[DOCUMENT EXCERPT Boundary: Start]

The Year in Hate and Extremism
The number of hate and antigovernment ‘Patriot’ groups grew last year, and terrorist attacks and radical plots proliferated.
Charleston. Chattanooga. Colorado Springs. In these towns and dozens of other communities around the nation, 2015 was a year marked by extraordinary violence from domestic extremists — a year of living dangerously.
Antigovernment militiamen, white supremacists, abortion foes, domestic Islamist radicals, neo-Nazis and lovers of the Confederate battle flag targeted police, government officials, black churchgoers, Muslims, Jews, schoolchildren, Marines, abortion providers, members of the Black Lives Matter protest movement, and even drug dealers.
They laid plans to attack courthouses, banks, festivals, funerals, schools, mosques, churches, synagogues, clinics, water treatment plants and power grids. They used firearms, bombs, C-4 plastic explosives, knives and grenades; one of them, a murderous Klansman, was convicted of trying to build a death ray.
The armed violence was accompanied by rabid and often racist denunciations of Muslims, LGBT activists and others — incendiary rhetoric led by a number of mainstream political figures and amplified by a lowing herd of their enablers in the right-wing media. Reacting to demographic changes in the U.S., immigration, the legalization of same-sex marriage, the rise of the Black Lives Matter movement, and Islamist atrocities, these people fostered a sense of polarization and anger in this country that may be unmatched since the political upheavals of 1968.
When it comes to mainstream politics, the hardcore radical right typically says a pox on both their houses. Not this time. Donald Trump’s demonizing statements about Latinos and Muslims have electrified the radical right, leading to glowing endorsements from white nationalist leaders such as Jared Taylor and former Klansman David Duke. White supremacist forums are awash with electoral joy, having dubbed Trump their “Glorious Leader.” And Trump has repaid the compliments, retweeting hate posts and spreading their false statistics on black-on-white crime.
In the midst of these developments, hate groups continued to flourish. The number of groups on the American radical right, according to the latest count by the Southern Poverty Law Center, expanded from 784 in 2014 to 892 in 2015 — a 14% increase.
The increase in hate groups was not even across extremist sectors. The hardest core sectors of the white supremacist movement—white nationalists, neo-Nazis and racist skinheads—actually declined somewhat, a reflection, perhaps, that hate in the mainstream had absorbed some of the hate on the fringes But there were significant increases in Klan as well as black separatist groups.
Klan chapters grew from 72 in 2014 to 190 last year, invigorated by the 364 pro-Confederate battle flag rallies that took place after South Carolina took down the battle flag from its Capitol grounds following the June massacre of nine black churchgoers by a white supremacist flag enthusiast in Charleston, S.C. Rallies in favor of the battle flag were held in 26 states — concentrated, but by no means limited to the South — and reflected widespread white anger that the tide in the country was turning against them.

[DOCUMENT EXCERPT Boundary: End]
[GIVEN DATA Boundary: Start]

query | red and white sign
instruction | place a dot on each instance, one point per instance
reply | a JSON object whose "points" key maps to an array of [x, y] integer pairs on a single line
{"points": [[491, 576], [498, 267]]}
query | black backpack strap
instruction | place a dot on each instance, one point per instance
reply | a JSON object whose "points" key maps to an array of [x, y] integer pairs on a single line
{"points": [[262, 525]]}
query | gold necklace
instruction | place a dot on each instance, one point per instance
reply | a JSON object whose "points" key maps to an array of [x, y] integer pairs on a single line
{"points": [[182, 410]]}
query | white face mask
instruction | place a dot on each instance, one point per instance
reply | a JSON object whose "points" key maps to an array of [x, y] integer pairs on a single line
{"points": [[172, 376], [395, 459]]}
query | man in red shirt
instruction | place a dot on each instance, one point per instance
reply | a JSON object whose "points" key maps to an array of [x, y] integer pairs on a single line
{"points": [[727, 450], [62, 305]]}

[GIVEN DATA Boundary: End]

* [PROBLEM SET]
1. Restate word for word the part of the article on hate and extremism between "Klan chapters grew" and "turning against them.", inclusive.
2. According to the article on hate and extremism, in how many states were rallies in favor of the Confederate battle flag held?

* [YOUR WRITTEN ANSWERS]
1.
Klan chapters grew from 72 in 2014 to 190 last year, invigorated by the 364 pro-Confederate battle flag rallies that took place after South Carolina took down the battle flag from its Capitol grounds following the June massacre of nine black churchgoers by a white supremacist flag enthusiast in Charleston, S.C. Rallies in favor of the battle flag were held in 26 states — concentrated, but by no means limited to the South — and reflected widespread white anger that the tide in the country was turning against them.

2. 26 states